* EXCERPT *
▼

Apple unveiled the biggest AI overhaul in its history on June 8, hit an all-time high while the keynote was still running, and then sold off for three straight days. The drop has been framed everywhere as disappointment with Siri AI. That framing is mostly wrong. The keynote was fine. The problem is a number Apple did not put on a slide: roughly a third of the iPhone base cannot use the headline feature, and most buyers cannot use it this year.
The drop was a verdict, not a market move
Apple rallied from around $245 into the high $310s heading into WWDC, a textbook front-run of a known catalyst. On June 8 the stock touched an intraday record near $317.40 while Tim Cook was on stage — reported as his final keynote as CEO — then reversed to close at $301.54, down 1.89%. The slide continued to roughly $290.55 by the close of June 10, about $25 off the peak, and shares have been trading near $292 since.
What makes this a verdict rather than noise: the broad market went the other way. The S&P 500 rose 0.30% and the Nasdaq gained 0.86% on the day of the keynote. When the index is up and one mega-cap is down nearly 2% on its biggest news day of the year, the market is pricing the news specifically, not the tape.
The number that actually matters
Siri AI will not launch on iPhone and iPad in the European Union, blocked by Digital Markets Act compliance issues, and faces a delayed rollout in China on regulatory grounds. Morgan Stanley estimates those two excluded markets together account for roughly 35% of trailing-twelve-month iPhone shipments.
This is the part that should move a model, and it is structurally different from a soft demo. A feature that ships late everywhere is a timing problem. A feature that cannot legally ship to a third of your unit volume is a addressable-market problem, and it sits at the intersection of Apple’s two hardest regulatory fronts. The EU exclusion is a DMA standoff with no clean resolution date. The China delay touches the single market most exposed to both regulatory friction and local competition. Neither clears on a schedule Apple controls.

▲

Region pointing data
▼

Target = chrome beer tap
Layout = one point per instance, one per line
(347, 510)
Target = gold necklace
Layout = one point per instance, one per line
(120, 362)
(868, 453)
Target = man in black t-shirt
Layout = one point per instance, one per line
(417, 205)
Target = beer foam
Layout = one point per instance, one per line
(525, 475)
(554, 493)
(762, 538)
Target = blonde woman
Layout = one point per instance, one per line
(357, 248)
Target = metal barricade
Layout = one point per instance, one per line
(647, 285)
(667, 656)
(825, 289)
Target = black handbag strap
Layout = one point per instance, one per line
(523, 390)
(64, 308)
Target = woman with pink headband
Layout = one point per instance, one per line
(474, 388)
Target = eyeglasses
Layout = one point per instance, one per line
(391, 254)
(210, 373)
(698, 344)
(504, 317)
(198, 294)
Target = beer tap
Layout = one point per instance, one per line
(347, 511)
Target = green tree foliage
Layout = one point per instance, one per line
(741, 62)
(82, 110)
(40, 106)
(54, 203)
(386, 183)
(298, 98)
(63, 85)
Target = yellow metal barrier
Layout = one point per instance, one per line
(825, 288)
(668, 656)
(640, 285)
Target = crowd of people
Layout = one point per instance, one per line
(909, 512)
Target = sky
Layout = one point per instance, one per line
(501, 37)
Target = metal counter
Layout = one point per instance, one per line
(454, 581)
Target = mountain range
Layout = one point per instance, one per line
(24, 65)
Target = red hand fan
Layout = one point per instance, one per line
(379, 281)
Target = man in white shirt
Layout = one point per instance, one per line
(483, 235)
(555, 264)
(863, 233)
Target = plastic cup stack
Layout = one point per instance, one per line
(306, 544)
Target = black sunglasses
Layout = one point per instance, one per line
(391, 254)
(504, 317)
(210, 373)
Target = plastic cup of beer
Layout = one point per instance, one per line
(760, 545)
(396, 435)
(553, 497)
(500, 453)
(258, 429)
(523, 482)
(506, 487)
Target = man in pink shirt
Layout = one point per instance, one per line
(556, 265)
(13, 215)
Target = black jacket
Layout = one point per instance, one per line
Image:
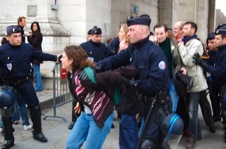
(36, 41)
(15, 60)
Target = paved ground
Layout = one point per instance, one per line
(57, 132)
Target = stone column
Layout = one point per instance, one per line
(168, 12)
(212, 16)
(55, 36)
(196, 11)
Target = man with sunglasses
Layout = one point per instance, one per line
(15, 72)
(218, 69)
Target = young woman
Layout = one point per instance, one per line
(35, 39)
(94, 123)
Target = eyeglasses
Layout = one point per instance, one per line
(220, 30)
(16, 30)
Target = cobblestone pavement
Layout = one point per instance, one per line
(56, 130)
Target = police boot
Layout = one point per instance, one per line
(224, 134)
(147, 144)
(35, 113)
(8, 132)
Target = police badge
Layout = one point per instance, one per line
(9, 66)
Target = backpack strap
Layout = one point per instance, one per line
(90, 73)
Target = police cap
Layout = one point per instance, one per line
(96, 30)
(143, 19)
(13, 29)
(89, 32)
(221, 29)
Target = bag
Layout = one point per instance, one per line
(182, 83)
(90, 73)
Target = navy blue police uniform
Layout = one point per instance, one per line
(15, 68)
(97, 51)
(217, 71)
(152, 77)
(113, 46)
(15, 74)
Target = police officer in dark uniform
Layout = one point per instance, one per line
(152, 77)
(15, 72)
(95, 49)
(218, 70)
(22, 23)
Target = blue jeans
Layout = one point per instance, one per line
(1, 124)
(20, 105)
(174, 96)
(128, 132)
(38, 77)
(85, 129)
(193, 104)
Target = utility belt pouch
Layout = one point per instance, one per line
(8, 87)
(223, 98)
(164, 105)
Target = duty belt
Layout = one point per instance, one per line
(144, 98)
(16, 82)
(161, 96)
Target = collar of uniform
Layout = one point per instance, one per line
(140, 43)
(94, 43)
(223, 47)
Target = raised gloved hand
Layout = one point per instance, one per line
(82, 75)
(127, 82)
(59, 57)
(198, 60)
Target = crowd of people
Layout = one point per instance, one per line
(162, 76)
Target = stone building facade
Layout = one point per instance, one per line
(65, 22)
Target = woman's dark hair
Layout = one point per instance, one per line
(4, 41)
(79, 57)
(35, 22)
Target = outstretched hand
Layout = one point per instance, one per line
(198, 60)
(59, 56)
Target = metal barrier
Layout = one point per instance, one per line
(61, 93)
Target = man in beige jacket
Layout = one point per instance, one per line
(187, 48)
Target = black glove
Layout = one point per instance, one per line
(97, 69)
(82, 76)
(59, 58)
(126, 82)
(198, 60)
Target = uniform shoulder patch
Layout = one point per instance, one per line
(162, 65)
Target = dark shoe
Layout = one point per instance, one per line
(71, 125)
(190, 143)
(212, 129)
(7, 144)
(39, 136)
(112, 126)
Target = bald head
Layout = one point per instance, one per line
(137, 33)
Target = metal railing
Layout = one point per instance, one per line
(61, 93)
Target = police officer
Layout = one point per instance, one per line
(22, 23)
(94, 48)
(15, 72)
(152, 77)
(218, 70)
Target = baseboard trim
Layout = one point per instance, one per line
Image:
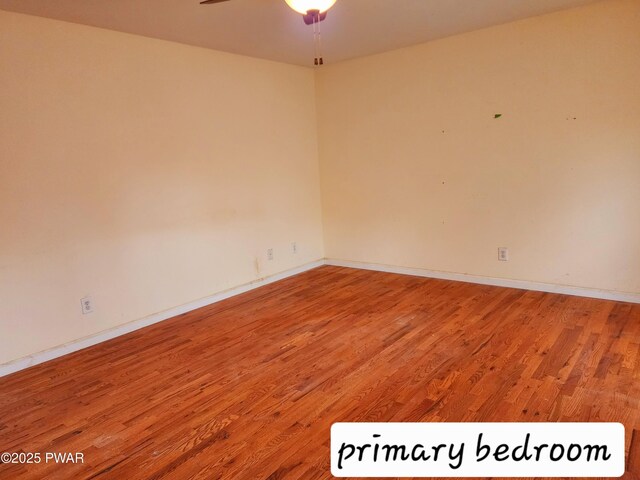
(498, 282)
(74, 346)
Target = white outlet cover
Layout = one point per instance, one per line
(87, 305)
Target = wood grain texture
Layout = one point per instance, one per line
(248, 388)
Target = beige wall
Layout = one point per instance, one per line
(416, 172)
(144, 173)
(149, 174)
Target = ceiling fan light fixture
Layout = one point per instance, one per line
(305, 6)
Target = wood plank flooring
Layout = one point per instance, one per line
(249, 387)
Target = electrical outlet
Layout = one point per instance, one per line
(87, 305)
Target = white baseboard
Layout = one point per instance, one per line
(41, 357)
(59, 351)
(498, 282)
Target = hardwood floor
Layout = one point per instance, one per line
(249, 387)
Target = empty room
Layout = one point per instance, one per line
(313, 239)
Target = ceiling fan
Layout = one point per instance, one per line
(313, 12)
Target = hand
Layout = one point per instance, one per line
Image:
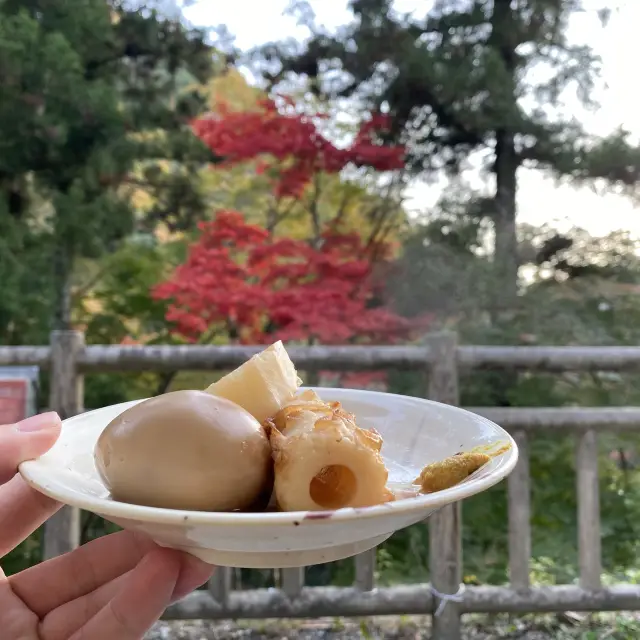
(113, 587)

▲

* WORK INSTRUCTION 1 *
List every Apple share price that the article on Apple's post-keynote stock drop gives to the cent.
* WORK INSTRUCTION 2 *
Proceed with the article on Apple's post-keynote stock drop, writing on from its last paragraph.

* TASK ANSWER 1 *
$317.40, $301.54, $290.55

* TASK ANSWER 2 *
The deferral is a feature, if you squint
The other complaint — that most capabilities were pushed to late 2026 or 2027 rather than shipping now — has a more constructive read. By demonstrating the full Apple Intelligence stack at WWDC while tying the complete experience to the iPhone 18 shipping in September, Apple converts the software reveal into a hardware-upgrade driver. Show everything, gate the payoff behind new silicon, and you have the structure of a supercycle.
That is the bull case in one sentence. The risk is that it depends on consumers waiting for September instead of reading “delayed” as “behind.” Early assessments did not help: Siri AI is reportedly powered in part by Google technology and lands roughly at parity with Gemini on Android, which reads as catching up rather than leaping ahead. Apple does not usually win on being first. It wins on integration and lock-in. Whether that is enough to drive a hardware cycle off an AI feature that rivals already shipped is the open question.
Stock Trajectory
Shares trade near $292 against a market cap still above $4 trillion, off an intraday high of $317.40 set during the keynote. The underlying business did not change: Q2 FY2026 delivered $111.2 billion in revenue and roughly $31 billion in Services, and the post-WWDC move was sentiment, not fundamentals.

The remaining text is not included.